* Start MATERIAL TO PROCESS *
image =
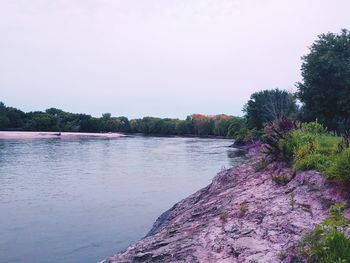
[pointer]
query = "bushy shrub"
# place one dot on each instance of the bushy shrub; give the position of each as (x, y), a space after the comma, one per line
(276, 139)
(327, 243)
(238, 131)
(313, 128)
(340, 167)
* End MATERIAL TO PROCESS *
Reproduce every line of the entries above word for word, omitting the pictures.

* **EXERCISE SOLUTION**
image =
[pointer]
query = "bushy shrub"
# place one dot on each instance of the bushy shrub; give the position of each as (x, y), a space after the comma, one per line
(276, 139)
(327, 243)
(238, 131)
(313, 128)
(340, 167)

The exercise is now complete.